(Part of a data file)

- - - -

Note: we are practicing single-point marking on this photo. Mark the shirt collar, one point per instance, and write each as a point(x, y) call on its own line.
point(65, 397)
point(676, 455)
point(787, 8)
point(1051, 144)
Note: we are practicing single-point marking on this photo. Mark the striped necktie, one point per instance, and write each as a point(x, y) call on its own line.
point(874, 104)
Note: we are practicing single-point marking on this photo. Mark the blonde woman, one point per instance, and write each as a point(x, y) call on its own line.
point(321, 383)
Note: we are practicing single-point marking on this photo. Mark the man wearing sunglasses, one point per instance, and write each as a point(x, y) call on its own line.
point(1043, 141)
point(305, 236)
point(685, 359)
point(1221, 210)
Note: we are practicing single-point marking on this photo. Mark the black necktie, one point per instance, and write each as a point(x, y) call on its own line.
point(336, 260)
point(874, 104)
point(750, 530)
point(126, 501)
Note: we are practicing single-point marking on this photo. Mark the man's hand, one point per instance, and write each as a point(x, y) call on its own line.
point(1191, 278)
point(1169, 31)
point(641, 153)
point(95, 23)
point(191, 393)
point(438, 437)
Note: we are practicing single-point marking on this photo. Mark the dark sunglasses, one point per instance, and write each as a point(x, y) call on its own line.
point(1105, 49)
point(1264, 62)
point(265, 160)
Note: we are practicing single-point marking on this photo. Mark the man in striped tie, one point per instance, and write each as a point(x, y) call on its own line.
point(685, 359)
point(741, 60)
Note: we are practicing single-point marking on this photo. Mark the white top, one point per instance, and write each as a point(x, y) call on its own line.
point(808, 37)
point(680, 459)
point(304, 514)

- - - -

### Set task:
Starting at the beginning of the items and ending at the line that contains "point(1051, 144)", write those lines out again, substituting "jacket lapel" for "shirt collar" and leaving everything else unchanged.

### Written solution:
Note: we are practicing single-point marking on this photo. Mark the jacket lapel, one point per instance, and write each as a point(x, y) call on its own line.
point(65, 397)
point(676, 455)
point(787, 8)
point(1051, 144)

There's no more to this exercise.